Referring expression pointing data
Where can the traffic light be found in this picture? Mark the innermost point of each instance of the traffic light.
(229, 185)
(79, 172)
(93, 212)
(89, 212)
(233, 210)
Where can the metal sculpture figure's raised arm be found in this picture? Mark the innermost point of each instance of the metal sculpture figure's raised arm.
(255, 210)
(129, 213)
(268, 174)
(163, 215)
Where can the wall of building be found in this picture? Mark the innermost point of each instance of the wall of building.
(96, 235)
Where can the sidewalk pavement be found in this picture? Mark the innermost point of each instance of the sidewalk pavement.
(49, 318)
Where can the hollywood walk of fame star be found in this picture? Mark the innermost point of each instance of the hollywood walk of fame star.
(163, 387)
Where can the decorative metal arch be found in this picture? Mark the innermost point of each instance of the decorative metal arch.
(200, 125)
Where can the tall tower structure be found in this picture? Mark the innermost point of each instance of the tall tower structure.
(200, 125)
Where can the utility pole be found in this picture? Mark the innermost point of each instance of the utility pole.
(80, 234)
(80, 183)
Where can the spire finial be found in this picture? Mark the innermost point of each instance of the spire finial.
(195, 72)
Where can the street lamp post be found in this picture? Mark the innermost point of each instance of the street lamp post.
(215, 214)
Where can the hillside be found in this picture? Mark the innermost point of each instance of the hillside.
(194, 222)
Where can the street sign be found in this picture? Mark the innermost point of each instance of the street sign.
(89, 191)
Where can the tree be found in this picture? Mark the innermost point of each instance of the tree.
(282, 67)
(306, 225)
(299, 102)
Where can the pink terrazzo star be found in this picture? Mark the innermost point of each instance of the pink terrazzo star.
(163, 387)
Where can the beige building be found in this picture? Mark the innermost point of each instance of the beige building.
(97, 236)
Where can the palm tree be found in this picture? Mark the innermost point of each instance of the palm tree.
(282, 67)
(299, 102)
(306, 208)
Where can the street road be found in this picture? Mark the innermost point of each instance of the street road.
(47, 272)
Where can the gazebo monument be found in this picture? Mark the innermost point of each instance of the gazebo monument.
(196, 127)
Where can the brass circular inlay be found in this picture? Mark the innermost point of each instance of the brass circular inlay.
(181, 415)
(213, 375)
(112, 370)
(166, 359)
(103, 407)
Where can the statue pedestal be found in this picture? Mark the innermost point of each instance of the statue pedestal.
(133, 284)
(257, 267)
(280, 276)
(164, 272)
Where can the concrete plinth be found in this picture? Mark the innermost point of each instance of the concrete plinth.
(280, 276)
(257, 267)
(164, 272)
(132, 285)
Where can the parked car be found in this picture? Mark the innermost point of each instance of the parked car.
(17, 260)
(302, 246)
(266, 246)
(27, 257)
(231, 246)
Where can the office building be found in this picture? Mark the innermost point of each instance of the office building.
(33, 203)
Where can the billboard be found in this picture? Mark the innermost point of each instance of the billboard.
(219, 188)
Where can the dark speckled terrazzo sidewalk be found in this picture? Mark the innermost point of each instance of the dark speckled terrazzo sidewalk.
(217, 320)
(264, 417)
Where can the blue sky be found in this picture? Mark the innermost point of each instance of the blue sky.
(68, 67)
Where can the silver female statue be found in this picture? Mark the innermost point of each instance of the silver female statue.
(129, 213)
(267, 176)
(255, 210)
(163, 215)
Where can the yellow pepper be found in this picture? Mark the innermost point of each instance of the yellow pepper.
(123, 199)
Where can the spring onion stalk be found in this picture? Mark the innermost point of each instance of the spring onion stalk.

▸ WORK TO BE COMPLETED: Find "Where can the parked" in the entries above, then repeat its line and all lines after it exactly, down to the last line.

▸ RESPONSE AREA:
Where can the parked car be found in this picture? Mark the innermost point of each instance of the parked car.
(17, 260)
(302, 246)
(266, 246)
(27, 257)
(231, 246)
Where can the office building be found in this picture? Mark the innermost point of each instance of the office building.
(33, 203)
Where can the billboard be found in this picture? Mark the innermost point of each instance of the billboard.
(219, 188)
Where can the dark speckled terrazzo sidewalk be found in this picture? Mark the innermost point of each instance of the dark speckled terrazzo sidewalk.
(217, 320)
(264, 417)
Where can the blue sky be found in this picture? Mark the innermost point of each instance of the blue sky.
(68, 67)
Where can the silver female statue be found in this picture? Mark the innermost point of each instance of the silver female statue.
(129, 213)
(267, 176)
(255, 210)
(163, 215)
Where can the yellow pepper be found in this picture? Mark the innermost point of each instance of the yellow pepper.
(123, 199)
Where can the spring onion stalk be found in this picture? Mark the innermost point of each instance of the spring onion stalk.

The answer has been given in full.